__WORK REQUEST__
Once you have read the listing, output it exactly and completely.

__RECORDS FOR THE EXERCISE__
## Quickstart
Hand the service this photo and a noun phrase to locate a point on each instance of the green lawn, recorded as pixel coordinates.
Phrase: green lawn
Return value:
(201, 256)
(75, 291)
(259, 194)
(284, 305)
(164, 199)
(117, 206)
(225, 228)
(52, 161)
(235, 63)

__SOLUTION TO THIS PROBLEM__
## Quickstart
Hand the service this photo and a noun phrase to locate a point on each instance of the green lawn, recorded as pixel coordinates.
Phrase: green lawn
Return value:
(201, 256)
(75, 291)
(259, 194)
(284, 305)
(164, 199)
(117, 206)
(225, 228)
(52, 161)
(235, 63)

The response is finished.